▸ OBJECTIVE: Rename each "Query" in the listing below to "Target", keeping every other part of the lines unchanged.

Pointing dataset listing

______________________________

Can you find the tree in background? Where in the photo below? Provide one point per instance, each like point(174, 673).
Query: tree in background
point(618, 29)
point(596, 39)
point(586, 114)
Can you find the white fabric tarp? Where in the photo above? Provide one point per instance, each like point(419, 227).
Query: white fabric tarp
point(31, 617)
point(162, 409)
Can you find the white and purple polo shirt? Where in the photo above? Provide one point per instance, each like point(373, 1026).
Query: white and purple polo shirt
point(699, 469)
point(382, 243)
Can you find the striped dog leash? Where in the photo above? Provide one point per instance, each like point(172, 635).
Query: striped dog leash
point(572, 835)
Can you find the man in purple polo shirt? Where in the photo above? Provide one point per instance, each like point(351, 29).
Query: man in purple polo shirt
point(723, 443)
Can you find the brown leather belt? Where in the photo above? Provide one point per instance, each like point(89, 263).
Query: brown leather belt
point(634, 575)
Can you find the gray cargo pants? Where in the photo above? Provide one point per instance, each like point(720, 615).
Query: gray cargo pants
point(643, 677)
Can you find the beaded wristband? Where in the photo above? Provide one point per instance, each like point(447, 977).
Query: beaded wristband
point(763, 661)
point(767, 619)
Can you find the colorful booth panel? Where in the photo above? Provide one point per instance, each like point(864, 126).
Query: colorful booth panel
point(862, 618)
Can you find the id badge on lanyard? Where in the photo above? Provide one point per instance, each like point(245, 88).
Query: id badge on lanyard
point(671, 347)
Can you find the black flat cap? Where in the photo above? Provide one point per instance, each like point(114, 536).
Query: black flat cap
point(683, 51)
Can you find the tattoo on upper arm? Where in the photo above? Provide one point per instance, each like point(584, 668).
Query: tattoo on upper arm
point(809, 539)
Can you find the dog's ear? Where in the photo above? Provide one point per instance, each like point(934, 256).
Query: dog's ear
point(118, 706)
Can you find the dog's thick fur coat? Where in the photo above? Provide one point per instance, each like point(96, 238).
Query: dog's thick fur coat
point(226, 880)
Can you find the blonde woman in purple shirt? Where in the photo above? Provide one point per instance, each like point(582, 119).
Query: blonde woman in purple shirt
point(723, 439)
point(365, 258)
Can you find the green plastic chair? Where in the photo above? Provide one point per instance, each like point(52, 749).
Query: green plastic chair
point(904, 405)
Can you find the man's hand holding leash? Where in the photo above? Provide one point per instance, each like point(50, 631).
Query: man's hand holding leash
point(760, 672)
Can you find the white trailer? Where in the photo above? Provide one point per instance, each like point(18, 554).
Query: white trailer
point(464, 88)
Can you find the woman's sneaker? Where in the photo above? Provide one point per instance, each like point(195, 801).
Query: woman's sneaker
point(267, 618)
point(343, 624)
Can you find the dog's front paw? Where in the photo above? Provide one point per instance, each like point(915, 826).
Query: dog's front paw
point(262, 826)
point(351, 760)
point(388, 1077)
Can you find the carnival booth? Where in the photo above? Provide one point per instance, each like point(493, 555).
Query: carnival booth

______________________________

▸ EXERCISE OUTPUT:
Can you find the tree in background? Where in the photo below? Provide one point per instance, each like point(174, 673).
Target: tree in background
point(618, 29)
point(596, 39)
point(586, 114)
Can you find the white fabric tarp? Where in the photo above? Provide one point per instance, each like point(419, 227).
Target: white fabric tarp
point(31, 617)
point(162, 409)
Can you find the white and purple polo shirt? Where in the photo above? Provide one point per instance, each like point(373, 1026).
Target: white and purple polo shirt
point(699, 469)
point(382, 243)
Can you find the striped dog leash? Where in the photo above? Provide one point per instance, each like point(172, 635).
Target: striped dog leash
point(572, 835)
Can you find the man in purple polo shirt? Where in the photo above? Provide one point per instance, each like point(351, 29).
Target: man in purple polo shirt
point(723, 443)
Can you find the brown leather belt? Where in the photo above? Provide one point per instance, each like point(89, 263).
Target: brown leather belt
point(634, 575)
Can you find the gray cargo pants? Where in the photo above? Provide one point per instance, each like point(720, 615).
Target: gray cargo pants
point(643, 677)
Can you find the beaded wristband? Where in the photo above? Provide one point per instance, each like point(447, 977).
Target: beaded wristband
point(763, 661)
point(767, 619)
Can you find the colorful booth panel? Where in the photo above? Provide one point per instance, each like point(864, 126).
Target: colorful booth panel
point(862, 618)
Can you find the id badge on lanyard? Where in the photo above? Provide one point per instance, each like point(245, 88).
Target: id badge on lanyard
point(671, 347)
Can you find the black flat cap? Where in the photo above? Provide one point per instance, each like point(114, 536).
Target: black flat cap
point(683, 51)
Can you find the tattoo on upper arm? Where in the photo above? Provide one point per instance, each like point(584, 668).
Target: tattoo on upper arm
point(809, 539)
Can you find the dog's ear? Where in the photo above? Provide one point per instance, each like point(934, 256).
Target: dog's ear
point(118, 706)
Can you find the dog's thick fur coat? Where in the photo above? Provide one point per instance, each like point(96, 238).
Target: dog's thick fur coat
point(226, 880)
Can you find the blonde woman in purple shirt? Where in the photo above? Provide one point per instance, each like point(582, 119).
Target: blonde woman in purple shirt
point(723, 439)
point(365, 258)
Can you find the green plastic chair? Where in the photo above? Provide one point per instance, each like point(52, 749).
Target: green plastic chair
point(904, 405)
Can you find the man's hand holding leash? Where in the photo above? Provide one point per instance, each like point(50, 631).
Target: man's hand holding leash
point(760, 672)
Can you find the white trailer? Where in the photo above? Provide one point per instance, each like point(18, 554).
Target: white trailer
point(464, 88)
Can you find the woman's sneaker? Where in the photo above? Provide one point per instance, each like point(195, 801).
Target: woman's sneaker
point(267, 618)
point(343, 624)
Can you find the dog's front paw? Where in the photo above? Provide one point per instance, each like point(915, 826).
Target: dog's front paw
point(262, 826)
point(351, 760)
point(388, 1077)
Can you find the carnival booth? Where in the photo above? Provide one point per instance, each like point(493, 555).
Target: carnival booth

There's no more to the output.